### Records supplied
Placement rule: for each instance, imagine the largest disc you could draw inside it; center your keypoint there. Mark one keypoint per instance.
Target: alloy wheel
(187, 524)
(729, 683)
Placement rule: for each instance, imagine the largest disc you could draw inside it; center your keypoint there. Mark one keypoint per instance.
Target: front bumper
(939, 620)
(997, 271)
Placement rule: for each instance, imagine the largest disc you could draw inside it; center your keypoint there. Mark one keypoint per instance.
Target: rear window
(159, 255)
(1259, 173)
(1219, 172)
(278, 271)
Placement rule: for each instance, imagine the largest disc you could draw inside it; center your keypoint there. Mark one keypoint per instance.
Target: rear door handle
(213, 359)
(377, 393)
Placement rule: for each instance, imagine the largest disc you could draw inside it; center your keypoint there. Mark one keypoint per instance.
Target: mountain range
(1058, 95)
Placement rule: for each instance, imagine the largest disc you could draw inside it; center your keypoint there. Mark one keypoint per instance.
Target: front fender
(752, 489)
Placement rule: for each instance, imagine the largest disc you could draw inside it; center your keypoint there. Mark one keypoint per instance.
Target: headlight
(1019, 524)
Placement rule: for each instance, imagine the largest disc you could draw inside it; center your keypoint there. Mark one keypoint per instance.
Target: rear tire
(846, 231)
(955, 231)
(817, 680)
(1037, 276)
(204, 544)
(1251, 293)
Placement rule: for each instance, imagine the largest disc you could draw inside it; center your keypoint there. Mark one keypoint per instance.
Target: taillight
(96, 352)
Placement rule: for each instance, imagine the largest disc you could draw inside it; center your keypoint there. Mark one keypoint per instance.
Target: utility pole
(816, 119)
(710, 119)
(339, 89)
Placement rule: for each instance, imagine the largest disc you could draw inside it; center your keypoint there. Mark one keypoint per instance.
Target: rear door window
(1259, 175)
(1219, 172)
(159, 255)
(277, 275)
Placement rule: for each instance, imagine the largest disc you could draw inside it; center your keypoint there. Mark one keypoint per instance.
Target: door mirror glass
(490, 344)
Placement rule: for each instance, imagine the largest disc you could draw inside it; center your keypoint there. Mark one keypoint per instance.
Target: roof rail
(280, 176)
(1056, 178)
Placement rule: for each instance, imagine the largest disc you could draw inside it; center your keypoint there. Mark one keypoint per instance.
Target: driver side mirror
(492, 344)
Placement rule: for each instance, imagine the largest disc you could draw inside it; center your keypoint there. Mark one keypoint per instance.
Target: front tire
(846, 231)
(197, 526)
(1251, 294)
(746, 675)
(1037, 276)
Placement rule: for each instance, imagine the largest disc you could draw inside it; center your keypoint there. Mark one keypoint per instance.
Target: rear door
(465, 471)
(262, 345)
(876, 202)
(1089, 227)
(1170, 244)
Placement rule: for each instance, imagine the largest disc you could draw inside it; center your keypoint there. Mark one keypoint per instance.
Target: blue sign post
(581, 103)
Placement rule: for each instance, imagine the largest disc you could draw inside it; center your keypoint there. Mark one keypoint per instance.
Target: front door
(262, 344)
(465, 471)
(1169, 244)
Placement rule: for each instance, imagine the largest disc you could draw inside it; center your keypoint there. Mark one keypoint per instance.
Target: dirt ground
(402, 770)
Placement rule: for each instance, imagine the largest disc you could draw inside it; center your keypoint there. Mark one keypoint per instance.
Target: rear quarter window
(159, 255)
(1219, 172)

### Stated problem
Each record must be returned exactly as it is written.

### The completed task
Placement rule: for each instance, imagine the largest disc you could draw inside it; center your keypoint there. Mark one keypoint per instance.
Target: alloy wheel
(187, 524)
(729, 683)
Placement rule: for each instance, imagine the largest disc you could draw inside it; center your keypoint there. Mark one keypoint per instance.
Target: front bumper
(939, 620)
(997, 271)
Placement rule: for each instance, imagine the largest disc you could draw inside it; center your keypoint there. Mark one keypoint per instance.
Target: rear window
(159, 255)
(1259, 173)
(1219, 172)
(278, 271)
Placement rule: for each instance, imagine the largest disc you could draw inside it; center your keypoint there. Mark one keypoint per instance.
Target: rear door handle
(213, 359)
(377, 393)
Placement rule: for each instance, imagine the largest disc you could draw inside it; center your keypoint there. Mark one keypoint per instance.
Target: mountain range
(1058, 95)
Placement rule: for each instance, imagine the largest disc you could draw inside it; center your keypoint there. Mark one keypoint per instance.
Target: front fender
(752, 489)
Placement rule: for each instance, imagine the largest disc you could draw inside it; center your keypoint there. Mark one keypoint per instance.
Target: headlight
(1019, 524)
Placement rule: for each instance, imagine the largest disc you could draw inside it; center your keypoint there. Mark one keypoint per instance.
Target: rear tire
(846, 231)
(955, 231)
(817, 680)
(1037, 276)
(204, 544)
(1251, 293)
Placement rule: for each instance, imagine the largest disc you could draw inside it; center your keypoint there. Mark one keypoint per instance.
Target: taillight
(96, 352)
Placement rule: for each instance, imagine the largest disc you could draw inside it; center your keypoint there. Mark one keypoint per instance.
Target: utility pole
(816, 119)
(710, 119)
(339, 89)
Placement rule: for each instance, imagine the largest disc you could draw inside it; center your keypoint there. Mark one keypoint per instance.
Target: rear door window
(1259, 175)
(1219, 172)
(159, 255)
(277, 275)
Placement rule: for each instance, imagine the largest disc you could draw inside it; center your keypoint there. Mark one keypoint per instance.
Target: door mirror glass
(490, 344)
Placement rule: for each instance, imagine the largest disc you could draw inside it; center your keypoint there. Mark one keypoint per instance.
Target: roof rail
(280, 176)
(1056, 178)
Placement rule: for each instance, imagine the largest disc you could draw inside it; center your keypoint there. Mark one keypoint per instance.
Target: driver side mirror
(492, 344)
Placement rule: for each instance, imagine the largest disc you could draw inside it; center your keypoint there. Mark one keypoint per instance.
Target: front tire
(846, 231)
(197, 526)
(1251, 294)
(746, 675)
(1037, 276)
Placement rule: for each instance, imagine the largest disc you could draw inside it; center your keypoint there. Mark one keypoint per instance.
Target: rear door
(465, 471)
(262, 345)
(876, 202)
(1089, 227)
(1170, 244)
Placement rule: for each instance, imagine the largest disc you could draw inside it; center your keypoint there. Mark one keypoint per instance.
Target: blue sign post
(581, 103)
Placement rule: for each instance, imagine the largest disc you could draw inside it; center your keypoint there. Mark one keypoint per instance.
Target: front door
(262, 344)
(465, 471)
(1169, 244)
Placement rule: for each instance, imagine the largest disc you could draw inside it; center your keypoint there. Mark one keypoint per instance.
Target: dirt ground
(402, 770)
Placement rule: for each instance, imagine the largest disc you could draw inside it; center your keypoint there. Mark one keypoint per instance.
Target: rear quarter window
(159, 255)
(1219, 172)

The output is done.